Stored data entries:
****************

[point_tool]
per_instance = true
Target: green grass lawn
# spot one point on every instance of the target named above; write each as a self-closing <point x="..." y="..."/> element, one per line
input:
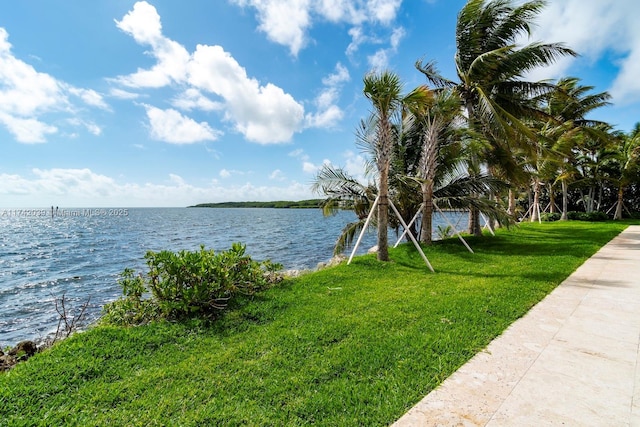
<point x="353" y="345"/>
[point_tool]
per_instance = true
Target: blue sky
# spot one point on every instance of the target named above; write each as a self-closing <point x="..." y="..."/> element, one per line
<point x="163" y="103"/>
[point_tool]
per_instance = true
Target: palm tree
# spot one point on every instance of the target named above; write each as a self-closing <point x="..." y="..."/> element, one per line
<point x="385" y="127"/>
<point x="384" y="92"/>
<point x="627" y="160"/>
<point x="490" y="67"/>
<point x="437" y="124"/>
<point x="567" y="128"/>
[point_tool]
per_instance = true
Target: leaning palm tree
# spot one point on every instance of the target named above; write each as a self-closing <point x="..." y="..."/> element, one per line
<point x="491" y="67"/>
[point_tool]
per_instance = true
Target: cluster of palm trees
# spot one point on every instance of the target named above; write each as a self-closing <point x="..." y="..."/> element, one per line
<point x="482" y="141"/>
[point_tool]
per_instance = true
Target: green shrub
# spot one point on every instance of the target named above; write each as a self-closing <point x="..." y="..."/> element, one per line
<point x="587" y="216"/>
<point x="553" y="216"/>
<point x="188" y="283"/>
<point x="444" y="232"/>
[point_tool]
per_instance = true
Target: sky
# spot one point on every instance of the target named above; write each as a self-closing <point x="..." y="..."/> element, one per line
<point x="118" y="103"/>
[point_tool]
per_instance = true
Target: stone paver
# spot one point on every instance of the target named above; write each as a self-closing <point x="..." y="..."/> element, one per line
<point x="572" y="360"/>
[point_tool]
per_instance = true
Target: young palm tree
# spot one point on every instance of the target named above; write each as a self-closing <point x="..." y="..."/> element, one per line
<point x="490" y="67"/>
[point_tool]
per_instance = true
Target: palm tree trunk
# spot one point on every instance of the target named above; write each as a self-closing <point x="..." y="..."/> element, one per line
<point x="619" y="204"/>
<point x="536" y="201"/>
<point x="383" y="215"/>
<point x="474" y="222"/>
<point x="565" y="200"/>
<point x="511" y="210"/>
<point x="427" y="213"/>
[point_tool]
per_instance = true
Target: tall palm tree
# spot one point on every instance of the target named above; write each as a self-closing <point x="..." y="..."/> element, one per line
<point x="568" y="127"/>
<point x="627" y="166"/>
<point x="384" y="90"/>
<point x="491" y="67"/>
<point x="437" y="124"/>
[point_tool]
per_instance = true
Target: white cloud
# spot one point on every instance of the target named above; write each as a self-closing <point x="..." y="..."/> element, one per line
<point x="262" y="113"/>
<point x="284" y="21"/>
<point x="277" y="175"/>
<point x="28" y="131"/>
<point x="311" y="168"/>
<point x="597" y="30"/>
<point x="143" y="24"/>
<point x="328" y="113"/>
<point x="26" y="95"/>
<point x="171" y="126"/>
<point x="380" y="59"/>
<point x="89" y="96"/>
<point x="84" y="188"/>
<point x="287" y="21"/>
<point x="192" y="99"/>
<point x="90" y="126"/>
<point x="123" y="94"/>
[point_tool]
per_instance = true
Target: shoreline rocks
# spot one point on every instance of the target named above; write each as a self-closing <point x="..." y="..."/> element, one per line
<point x="21" y="352"/>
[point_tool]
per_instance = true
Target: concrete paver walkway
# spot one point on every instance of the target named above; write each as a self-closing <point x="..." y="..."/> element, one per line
<point x="572" y="360"/>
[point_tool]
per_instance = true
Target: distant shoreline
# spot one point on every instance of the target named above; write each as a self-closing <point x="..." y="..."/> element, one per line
<point x="281" y="204"/>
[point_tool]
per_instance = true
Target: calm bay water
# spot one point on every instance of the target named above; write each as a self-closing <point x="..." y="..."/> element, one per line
<point x="81" y="255"/>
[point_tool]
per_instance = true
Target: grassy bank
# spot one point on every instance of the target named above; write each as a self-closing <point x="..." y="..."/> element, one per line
<point x="351" y="345"/>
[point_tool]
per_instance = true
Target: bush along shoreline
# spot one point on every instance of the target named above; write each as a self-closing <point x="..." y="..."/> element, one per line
<point x="188" y="284"/>
<point x="178" y="286"/>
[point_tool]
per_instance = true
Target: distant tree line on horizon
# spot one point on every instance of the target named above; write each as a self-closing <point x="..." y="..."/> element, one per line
<point x="280" y="204"/>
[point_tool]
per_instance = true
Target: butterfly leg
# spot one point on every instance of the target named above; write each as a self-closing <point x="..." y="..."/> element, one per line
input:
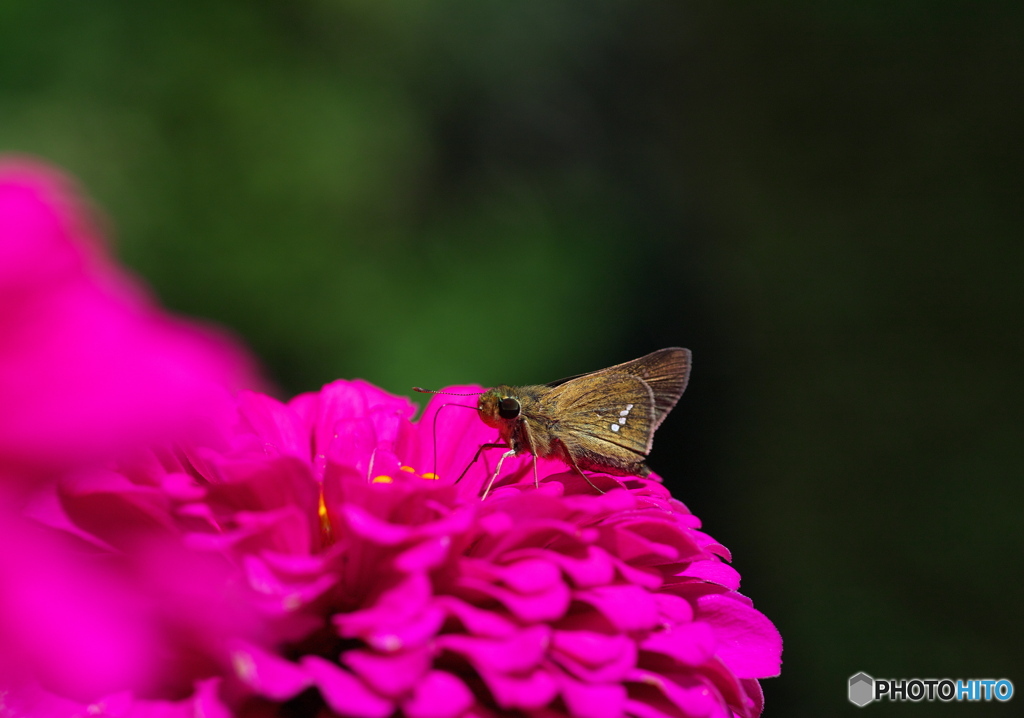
<point x="477" y="456"/>
<point x="506" y="455"/>
<point x="585" y="476"/>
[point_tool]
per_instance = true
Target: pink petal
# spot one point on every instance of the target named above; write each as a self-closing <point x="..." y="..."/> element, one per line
<point x="593" y="700"/>
<point x="439" y="694"/>
<point x="344" y="692"/>
<point x="267" y="674"/>
<point x="389" y="674"/>
<point x="628" y="607"/>
<point x="690" y="643"/>
<point x="748" y="642"/>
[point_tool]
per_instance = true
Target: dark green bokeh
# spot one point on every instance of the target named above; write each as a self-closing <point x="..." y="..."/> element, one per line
<point x="821" y="200"/>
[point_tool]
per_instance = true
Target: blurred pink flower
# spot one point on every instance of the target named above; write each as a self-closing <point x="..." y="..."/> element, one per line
<point x="310" y="558"/>
<point x="89" y="365"/>
<point x="90" y="369"/>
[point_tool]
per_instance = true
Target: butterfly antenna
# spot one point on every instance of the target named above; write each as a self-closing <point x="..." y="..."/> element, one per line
<point x="437" y="413"/>
<point x="450" y="393"/>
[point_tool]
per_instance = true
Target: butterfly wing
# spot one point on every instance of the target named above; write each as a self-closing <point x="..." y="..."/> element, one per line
<point x="604" y="420"/>
<point x="665" y="371"/>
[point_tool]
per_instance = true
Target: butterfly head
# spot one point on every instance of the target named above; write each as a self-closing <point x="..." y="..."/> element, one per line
<point x="499" y="408"/>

****************

Please gather every line of the material above that contains the string "shoreline" and copy each one out.

▶ TASK ANSWER:
Target: shoreline rocks
Target: distant shoreline
Target: bush along shoreline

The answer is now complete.